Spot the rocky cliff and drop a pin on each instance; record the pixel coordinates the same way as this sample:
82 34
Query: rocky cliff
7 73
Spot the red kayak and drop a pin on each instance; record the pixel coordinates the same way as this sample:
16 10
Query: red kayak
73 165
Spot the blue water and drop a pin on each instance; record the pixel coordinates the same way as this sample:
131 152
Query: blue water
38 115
==
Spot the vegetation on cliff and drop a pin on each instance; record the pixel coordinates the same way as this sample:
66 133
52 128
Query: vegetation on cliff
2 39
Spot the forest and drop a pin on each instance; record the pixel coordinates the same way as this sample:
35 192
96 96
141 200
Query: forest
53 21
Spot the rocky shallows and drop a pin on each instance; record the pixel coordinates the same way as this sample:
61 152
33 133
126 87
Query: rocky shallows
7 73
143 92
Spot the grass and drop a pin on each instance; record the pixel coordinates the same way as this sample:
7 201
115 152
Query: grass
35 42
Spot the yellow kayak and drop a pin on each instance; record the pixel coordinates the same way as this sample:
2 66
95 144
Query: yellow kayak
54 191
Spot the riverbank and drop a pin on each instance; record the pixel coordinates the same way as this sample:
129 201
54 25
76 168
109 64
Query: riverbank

### [Goal of the exercise]
Can you retype, unchanged, only the stretch of lines from the one containing "Spot the riverbank" through the one containing "Query: riverbank", with both included?

### [Task output]
Spot the riverbank and drop a pin on each instance; record the pixel coordinates the same way as this sample:
129 201
54 25
76 168
109 64
Query: riverbank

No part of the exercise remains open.